REQUIREMENT:
Below are some entries. Output each one exactly as it appears.

DATA FOR THE TASK:
----

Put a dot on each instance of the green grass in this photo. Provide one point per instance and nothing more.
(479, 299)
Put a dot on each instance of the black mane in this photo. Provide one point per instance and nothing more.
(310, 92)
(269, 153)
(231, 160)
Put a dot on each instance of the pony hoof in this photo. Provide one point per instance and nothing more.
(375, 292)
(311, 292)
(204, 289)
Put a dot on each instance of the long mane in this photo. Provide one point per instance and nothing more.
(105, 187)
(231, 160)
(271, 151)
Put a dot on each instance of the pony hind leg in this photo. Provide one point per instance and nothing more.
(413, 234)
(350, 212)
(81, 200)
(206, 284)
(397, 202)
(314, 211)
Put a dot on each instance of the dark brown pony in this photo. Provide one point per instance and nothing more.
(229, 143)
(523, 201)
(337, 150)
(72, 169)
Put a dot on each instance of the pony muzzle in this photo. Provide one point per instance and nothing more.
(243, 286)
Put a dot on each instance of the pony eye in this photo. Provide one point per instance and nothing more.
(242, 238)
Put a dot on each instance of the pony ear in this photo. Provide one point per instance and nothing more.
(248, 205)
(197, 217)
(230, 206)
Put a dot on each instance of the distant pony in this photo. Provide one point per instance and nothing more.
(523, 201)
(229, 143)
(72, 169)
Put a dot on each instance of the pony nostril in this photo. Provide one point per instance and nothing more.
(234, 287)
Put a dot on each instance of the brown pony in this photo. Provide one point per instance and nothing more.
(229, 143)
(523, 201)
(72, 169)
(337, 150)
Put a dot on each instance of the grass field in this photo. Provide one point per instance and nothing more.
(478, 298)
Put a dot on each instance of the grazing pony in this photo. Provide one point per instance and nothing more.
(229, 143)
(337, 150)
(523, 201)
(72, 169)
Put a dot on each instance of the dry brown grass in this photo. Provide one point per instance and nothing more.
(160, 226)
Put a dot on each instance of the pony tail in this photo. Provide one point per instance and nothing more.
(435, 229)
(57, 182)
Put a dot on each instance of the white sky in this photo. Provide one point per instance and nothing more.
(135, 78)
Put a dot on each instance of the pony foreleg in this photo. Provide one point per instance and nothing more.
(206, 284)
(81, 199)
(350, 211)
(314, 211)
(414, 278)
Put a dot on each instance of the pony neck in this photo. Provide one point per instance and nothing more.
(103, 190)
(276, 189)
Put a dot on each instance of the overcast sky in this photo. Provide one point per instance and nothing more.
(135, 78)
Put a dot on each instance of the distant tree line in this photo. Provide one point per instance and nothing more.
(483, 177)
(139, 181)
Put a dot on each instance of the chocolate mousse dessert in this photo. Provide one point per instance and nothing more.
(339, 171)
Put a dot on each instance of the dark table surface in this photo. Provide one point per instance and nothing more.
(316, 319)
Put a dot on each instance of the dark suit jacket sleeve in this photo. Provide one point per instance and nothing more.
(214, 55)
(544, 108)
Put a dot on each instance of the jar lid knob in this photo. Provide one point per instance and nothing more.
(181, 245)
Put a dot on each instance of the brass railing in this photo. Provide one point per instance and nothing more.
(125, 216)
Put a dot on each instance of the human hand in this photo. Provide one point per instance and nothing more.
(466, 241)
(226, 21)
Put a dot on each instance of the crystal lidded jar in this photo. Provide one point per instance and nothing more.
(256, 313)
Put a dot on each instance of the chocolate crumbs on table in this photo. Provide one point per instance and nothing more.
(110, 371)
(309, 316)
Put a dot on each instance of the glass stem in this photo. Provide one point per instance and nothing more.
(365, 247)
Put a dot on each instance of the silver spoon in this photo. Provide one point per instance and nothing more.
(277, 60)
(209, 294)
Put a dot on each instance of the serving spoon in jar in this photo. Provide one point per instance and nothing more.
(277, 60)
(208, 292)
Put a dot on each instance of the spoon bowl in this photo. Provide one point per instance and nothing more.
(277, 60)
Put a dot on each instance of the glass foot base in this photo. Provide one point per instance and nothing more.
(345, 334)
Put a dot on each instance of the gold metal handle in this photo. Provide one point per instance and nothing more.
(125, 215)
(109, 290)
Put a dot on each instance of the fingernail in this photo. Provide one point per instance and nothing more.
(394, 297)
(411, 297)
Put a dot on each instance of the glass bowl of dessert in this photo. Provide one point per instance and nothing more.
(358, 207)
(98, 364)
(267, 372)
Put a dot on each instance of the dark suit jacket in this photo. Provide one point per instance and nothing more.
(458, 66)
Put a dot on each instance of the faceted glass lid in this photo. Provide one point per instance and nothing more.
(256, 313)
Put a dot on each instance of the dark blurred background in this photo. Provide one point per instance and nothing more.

----

OUTPUT FOR THIS EXERCISE:
Put a dot on each instance of the green grass in this photo. Provide one point per instance and nothing more.
(479, 299)
Put a dot on each instance of the black mane in this photo. Provide one point per instance and nothing more.
(310, 92)
(269, 153)
(231, 160)
Put a dot on each instance of the pony hoof in this photo. Provide one point per instance and nothing more.
(375, 292)
(311, 292)
(204, 289)
Put a dot on each instance of the long mane in this photo. Provide one point per instance and nothing more.
(105, 187)
(231, 160)
(271, 151)
Put a dot on each instance of the pony hind leg in this photo. Provide one point per instance and nothing more.
(413, 234)
(350, 212)
(81, 200)
(206, 284)
(397, 202)
(314, 211)
Put a dot on each instance of the dark brown pony in this photo. Provide one point per instance and nothing more.
(229, 143)
(523, 201)
(337, 150)
(72, 169)
Put a dot on each instance of the pony muzzle in this photo. Provide one point per instance and nothing more.
(243, 286)
Put a dot on each instance of the pony eye in this photo. Provide one point per instance and nothing more.
(242, 238)
Put a dot on each instance of the pony ear in this photo. Provide one point per instance and nothing more.
(248, 205)
(197, 217)
(230, 206)
Put a dot on each instance of the distant pony in this photo. Provide one point per instance and nothing more.
(523, 201)
(229, 143)
(72, 169)
Put a dot on each instance of the pony nostril in this photo. Provide one point per instance and nothing more.
(234, 287)
Put a dot on each instance of the brown pony in this photo. Provide one point per instance and nothing more.
(229, 143)
(523, 201)
(72, 169)
(337, 150)
Put a dot on each instance of the grass field in this photo. Provide one point per instance and nothing more.
(478, 298)
Put a dot on each instance of the grazing pony in this photo. Provide one point per instance and nothing more.
(229, 143)
(337, 150)
(523, 201)
(72, 169)
Put a dot on each instance of the dry brown grass in this photo. Provide one point per instance and nothing more.
(160, 226)
Put a dot on each instance of the pony tail in this photo. Provide one point per instance and nothing more.
(435, 229)
(57, 182)
Put a dot on each instance of the white sky in this photo. Provide one point per instance and nothing more.
(135, 78)
Put a dot on each instance of the pony foreleg in this photo. Provide one point per instance and nothing more.
(206, 284)
(81, 199)
(350, 211)
(314, 211)
(414, 278)
Put a dot on each instance of the pony neck in this photo. Provide one point per instance and nothing more.
(103, 190)
(276, 189)
Put a dot on each instance of the overcast sky in this photo. Provide one point per instance and nothing more.
(135, 78)
Put a dot on each instance of the distant tree line in this photo. Provide one point per instance and nothing more.
(483, 177)
(139, 181)
Put a dot on each instance of the chocolate mousse dessert in this photo. Provide one point per instance and nothing more.
(339, 171)
Put a dot on each instance of the dark table surface in this photo. Provide one point per instance and nothing more.
(316, 319)
Put a dot on each instance of the dark suit jacket sleeve in this photo. Provide one point per instance and nothing more.
(214, 55)
(544, 108)
Put a dot on each instance of the jar lid knob in this photo. Provide one point per instance and nothing more.
(181, 245)
Put a dot on each instance of the brass railing in this photo. Provide one point per instance and nothing more.
(125, 216)
Put a dot on each instance of the human hand in this photo. Provide one point per instance and nothing more.
(466, 241)
(226, 21)
Put a dot on each instance of the crystal lidded jar in this photo. Provide one point per instance and nothing more.
(256, 313)
Put a dot on each instance of the chocolate crumbs on table in this photo. Provide one point per instance and nothing more.
(110, 371)
(309, 316)
Put a dot on each instance of the glass stem in this photo. Provide one point per instance and nothing more.
(365, 247)
Put a dot on each instance of the silver spoon in this photo. Provide one point per instance and nothing more.
(277, 60)
(209, 294)
Put a dot on each instance of the serving spoon in jar in this photo. Provide one point per instance and nothing more.
(277, 60)
(208, 292)
Put a dot on each instance of the spoon bowl in this photo. Provide one point per instance and nothing more.
(277, 60)
Put a dot on each instance of the glass foot base in this photo. Provide one point per instance and nothing more.
(345, 334)
Put a dot on each instance of the gold metal handle in this photo. Provide one point per instance and nothing more.
(125, 215)
(109, 290)
Put a dot on each instance of the fingernail in this photo. Provide one point per instance and nothing more.
(394, 297)
(411, 297)
Put a dot on each instance of the glass bowl of dessert in this photo. Provide one point per instance and nothing more.
(358, 207)
(98, 364)
(267, 372)
Put a dot on each instance of the dark suit jacket in this photo. Provide one point per instance and nothing more.
(458, 66)
Put a dot on each instance of the faceted glass lid in this photo. Provide one point per instance and nothing more.
(256, 313)
Put a dot on each instance of the dark blurred background in this photo. Provide one point per instance and nothing more.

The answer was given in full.